Things to do:
- a) According to the post about COVID-19's arrival in the U.S., how many responses did UncoverDC receive from Americans who had a "COVID-like" illness before the pandemic was declared?
- b) Reproduce the part of the post about COVID-19's arrival in the U.S. between "The implications of" and "treatment measures, etc.", inclusive.

[[ Document passage, beginning ]]

When Did COVID-19 Really Arrive In U.S.?


06 Apr
06Apr

I had COVID-19 symptoms in December and January for about five weeks. It started with severe fatigue the first week. I slept most of each day during that period. Then my energy returned, and in the following four weeks my symptoms fluctuated between mild, intermittent shortness of breath, runny/stuffy nose and a dry cough. I also had achy legs and a fever of about 100 for three or four days. A flu test I took came back negative, blood tests revealed nothing and a chest x-ray showed healthy lungs. Doctors never diagnosed it as anything other than "probably some virus." Now comes a report by UncoverDC investigative journalist Tracy Beanz who analyzed statistics published by the Centers for Disease Control and Prevention (CDC) that give credence to copious anecdotal evidence of COVID-19 spreading throughout the United States in the fall of 2019:  

It is clear from the CDC data that a number of states in the country experienced an onslaught of [influenza-like illness] beginning in November of 2019, much earlier and much more substantive than the four previous years. UncoverDC received almost 1,000 responses from Americans who have experienced a “COVID-like” illness in the months before the pandemic was declared and the US government began implementing measures to “flatten the curve”. The majority were tested for flu, with results coming back negative. Many of them fought through it on their own. Some were hospitalized.

The implications of this are many. If many more people than originally thought have already had this virus, and survived, it means that Americans in those areas are likely able to return to normal life. It gives us a broader data set to look at in terms of fatality, length of illness, treatment measures, etc.

Patients who have recovered from COVID-19 might be the key to treating those who are or will become sick from the virus. The Mayo Clinic is conducting research with blood from such people. The results could spur an economic rebound and a return to something resembling normalcy.

One caveat: Some of my symptoms returned about 10 days ago for a week, but this time they were much milder, and there was no fever or achiness. Of course it's possible I didn't actually have the dreaded virus one or both times, but I definitely was vexed by telltale symptoms. The uncertainty underscores how important it is to pay close attention to everyone in my category, and for intensive research to accelerate forthwith.

[[ Document passage, end ]]
[[ Provided records, beginning ]]

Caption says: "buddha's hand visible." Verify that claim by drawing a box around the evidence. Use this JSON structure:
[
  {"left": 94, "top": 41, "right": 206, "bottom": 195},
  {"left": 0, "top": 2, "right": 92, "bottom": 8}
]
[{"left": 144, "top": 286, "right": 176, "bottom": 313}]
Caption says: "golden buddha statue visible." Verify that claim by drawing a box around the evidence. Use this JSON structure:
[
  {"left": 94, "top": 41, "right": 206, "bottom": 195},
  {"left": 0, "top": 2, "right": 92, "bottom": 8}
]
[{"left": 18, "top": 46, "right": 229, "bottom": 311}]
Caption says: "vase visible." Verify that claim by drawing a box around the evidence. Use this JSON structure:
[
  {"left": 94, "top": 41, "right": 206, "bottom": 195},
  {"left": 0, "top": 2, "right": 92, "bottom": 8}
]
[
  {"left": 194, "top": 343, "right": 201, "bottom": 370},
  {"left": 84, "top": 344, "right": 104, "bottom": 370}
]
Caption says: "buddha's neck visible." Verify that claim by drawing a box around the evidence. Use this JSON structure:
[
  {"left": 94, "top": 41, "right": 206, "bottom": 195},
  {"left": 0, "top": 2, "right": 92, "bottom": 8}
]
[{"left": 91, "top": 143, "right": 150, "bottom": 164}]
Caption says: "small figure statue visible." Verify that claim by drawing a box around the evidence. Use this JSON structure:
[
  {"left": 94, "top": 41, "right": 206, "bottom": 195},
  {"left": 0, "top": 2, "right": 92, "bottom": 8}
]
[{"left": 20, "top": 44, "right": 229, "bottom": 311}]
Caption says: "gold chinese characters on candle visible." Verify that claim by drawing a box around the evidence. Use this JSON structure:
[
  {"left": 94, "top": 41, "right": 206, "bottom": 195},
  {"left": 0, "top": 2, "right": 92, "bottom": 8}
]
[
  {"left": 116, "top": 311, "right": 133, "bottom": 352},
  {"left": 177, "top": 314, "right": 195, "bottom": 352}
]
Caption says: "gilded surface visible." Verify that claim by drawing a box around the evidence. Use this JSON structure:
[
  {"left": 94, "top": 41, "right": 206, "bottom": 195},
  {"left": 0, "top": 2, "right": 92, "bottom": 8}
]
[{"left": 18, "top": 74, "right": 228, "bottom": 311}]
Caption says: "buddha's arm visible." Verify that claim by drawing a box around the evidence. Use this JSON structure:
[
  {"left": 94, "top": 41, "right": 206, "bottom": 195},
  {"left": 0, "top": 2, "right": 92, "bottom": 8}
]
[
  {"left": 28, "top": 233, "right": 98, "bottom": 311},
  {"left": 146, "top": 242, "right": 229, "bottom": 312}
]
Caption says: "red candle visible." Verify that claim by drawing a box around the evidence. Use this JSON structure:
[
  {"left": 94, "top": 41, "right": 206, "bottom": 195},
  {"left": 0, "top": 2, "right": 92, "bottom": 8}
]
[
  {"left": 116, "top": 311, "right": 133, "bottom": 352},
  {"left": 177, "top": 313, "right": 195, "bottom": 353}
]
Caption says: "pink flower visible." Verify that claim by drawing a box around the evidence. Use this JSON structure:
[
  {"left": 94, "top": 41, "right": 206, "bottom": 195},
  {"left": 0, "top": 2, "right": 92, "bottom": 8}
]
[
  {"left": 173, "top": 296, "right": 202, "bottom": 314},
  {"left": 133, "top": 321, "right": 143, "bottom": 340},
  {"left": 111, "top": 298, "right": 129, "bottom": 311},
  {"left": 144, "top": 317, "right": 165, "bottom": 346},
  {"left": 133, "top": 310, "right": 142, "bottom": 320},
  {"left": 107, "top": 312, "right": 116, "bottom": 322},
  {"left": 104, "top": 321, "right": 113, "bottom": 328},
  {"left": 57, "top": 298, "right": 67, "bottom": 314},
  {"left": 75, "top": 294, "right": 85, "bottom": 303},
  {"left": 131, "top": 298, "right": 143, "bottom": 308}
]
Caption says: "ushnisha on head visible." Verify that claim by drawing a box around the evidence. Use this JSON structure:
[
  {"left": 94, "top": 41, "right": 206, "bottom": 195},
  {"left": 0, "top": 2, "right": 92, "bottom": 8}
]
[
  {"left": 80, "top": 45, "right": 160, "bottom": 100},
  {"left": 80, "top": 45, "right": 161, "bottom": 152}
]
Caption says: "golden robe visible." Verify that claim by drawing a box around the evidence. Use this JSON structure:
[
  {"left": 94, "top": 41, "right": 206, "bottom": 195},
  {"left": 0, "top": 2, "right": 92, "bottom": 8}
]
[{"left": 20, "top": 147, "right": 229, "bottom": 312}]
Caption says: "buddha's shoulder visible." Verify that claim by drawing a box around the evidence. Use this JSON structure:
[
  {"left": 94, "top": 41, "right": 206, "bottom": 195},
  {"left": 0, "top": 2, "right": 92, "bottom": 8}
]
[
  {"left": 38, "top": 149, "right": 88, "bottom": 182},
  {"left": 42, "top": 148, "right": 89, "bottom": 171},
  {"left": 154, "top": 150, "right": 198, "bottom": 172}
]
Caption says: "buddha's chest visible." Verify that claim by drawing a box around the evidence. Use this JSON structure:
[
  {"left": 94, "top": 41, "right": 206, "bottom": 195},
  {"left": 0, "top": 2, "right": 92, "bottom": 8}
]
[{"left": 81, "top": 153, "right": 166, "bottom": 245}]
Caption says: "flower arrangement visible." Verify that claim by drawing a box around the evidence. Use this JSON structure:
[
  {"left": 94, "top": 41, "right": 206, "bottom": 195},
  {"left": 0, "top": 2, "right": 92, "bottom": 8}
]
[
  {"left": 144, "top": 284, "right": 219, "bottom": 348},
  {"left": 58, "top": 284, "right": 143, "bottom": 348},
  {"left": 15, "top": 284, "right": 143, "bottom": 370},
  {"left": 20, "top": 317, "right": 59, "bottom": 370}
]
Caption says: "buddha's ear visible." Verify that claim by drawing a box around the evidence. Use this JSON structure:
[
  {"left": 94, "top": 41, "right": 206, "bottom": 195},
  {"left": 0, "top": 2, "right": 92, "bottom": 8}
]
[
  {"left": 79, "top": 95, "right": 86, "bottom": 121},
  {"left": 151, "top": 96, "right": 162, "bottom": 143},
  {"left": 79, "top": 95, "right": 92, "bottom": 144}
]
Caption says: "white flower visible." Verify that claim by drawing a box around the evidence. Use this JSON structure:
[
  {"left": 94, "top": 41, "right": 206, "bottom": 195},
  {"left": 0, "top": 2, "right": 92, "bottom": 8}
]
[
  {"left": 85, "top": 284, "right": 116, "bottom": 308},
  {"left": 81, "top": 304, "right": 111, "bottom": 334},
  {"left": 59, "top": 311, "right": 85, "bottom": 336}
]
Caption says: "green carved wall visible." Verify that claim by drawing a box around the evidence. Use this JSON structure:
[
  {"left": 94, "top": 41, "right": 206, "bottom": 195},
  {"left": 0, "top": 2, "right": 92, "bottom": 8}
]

[[ Provided records, end ]]

Solutions below:
- a) Almost 1,000 responses.

- b)
The implications of this are many. If many more people than originally thought have already had this virus, and survived, it means that Americans in those areas are likely able to return to normal life. It gives us a broader data set to look at in terms of fatality, length of illness, treatment measures, etc.